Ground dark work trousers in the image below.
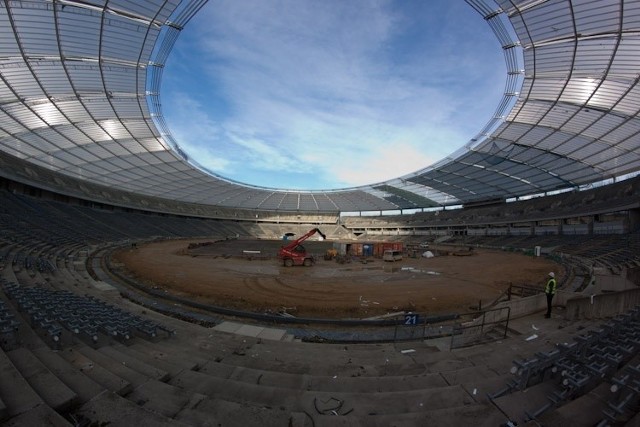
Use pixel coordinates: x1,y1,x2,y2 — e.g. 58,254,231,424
545,294,554,317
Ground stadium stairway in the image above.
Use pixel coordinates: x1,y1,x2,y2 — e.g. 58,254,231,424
0,242,638,427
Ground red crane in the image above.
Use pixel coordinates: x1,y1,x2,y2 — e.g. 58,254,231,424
278,228,327,267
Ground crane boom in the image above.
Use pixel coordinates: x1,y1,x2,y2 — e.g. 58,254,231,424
278,228,327,267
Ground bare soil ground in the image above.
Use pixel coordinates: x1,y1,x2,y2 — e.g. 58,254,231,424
113,240,562,318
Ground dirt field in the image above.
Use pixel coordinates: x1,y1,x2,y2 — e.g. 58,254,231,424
113,240,562,318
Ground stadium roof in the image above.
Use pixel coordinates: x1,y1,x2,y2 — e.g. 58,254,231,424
0,0,640,212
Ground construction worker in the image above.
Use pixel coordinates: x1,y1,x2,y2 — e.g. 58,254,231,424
544,271,558,319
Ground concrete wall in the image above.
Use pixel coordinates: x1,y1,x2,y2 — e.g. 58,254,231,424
589,268,637,294
565,289,640,320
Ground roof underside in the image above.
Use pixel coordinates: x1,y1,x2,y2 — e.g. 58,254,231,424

*Requirements*: Arrange all of the records above as a numbered list, with blank lines dropped. Leave the pictures out of your answer.

*Complete answer*:
1. Ground dark work trousers in the image below.
2. Use pixel coordinates: x1,y1,x2,y2 — e.g. 58,254,231,424
3. 545,294,554,317
4. Ground stadium stairway in the image above.
5. Use pixel coordinates: x1,y1,x2,y2 — e.g. 58,254,231,424
6. 0,242,638,427
7. Ground red crane in the image above.
8. Use pixel coordinates: x1,y1,x2,y2 — e.g. 58,254,231,424
9. 278,228,327,267
10. Ground crane boom in the image above.
11. Use pixel coordinates: x1,y1,x2,y2 — e.g. 58,254,231,424
12. 278,228,327,267
13. Ground bare soil ground in the image above.
14. Use pixel coordinates: x1,y1,x2,y2 — e.g. 58,254,231,424
15. 113,240,562,318
16. Ground dirt field in the image above.
17. Use pixel coordinates: x1,y1,x2,y2 — e.g. 58,254,231,424
18. 113,240,562,318
19. Ground stadium roof in the image above.
20. Use pixel coordinates: x1,y1,x2,y2 — e.g. 58,254,231,424
21. 0,0,640,212
22. Ground construction worker in the image above.
23. Use pixel coordinates: x1,y1,x2,y2 — e.g. 58,254,231,424
24. 544,271,558,319
25. Ground concrete wall in the image above.
26. Use pixel coordinates: x1,y1,x2,y2 — e.g. 58,254,231,424
27. 589,268,637,294
28. 565,289,640,320
29. Ground roof underside in the image above.
30. Use pixel coordinates: x1,y1,x2,y2 — e.g. 58,254,231,424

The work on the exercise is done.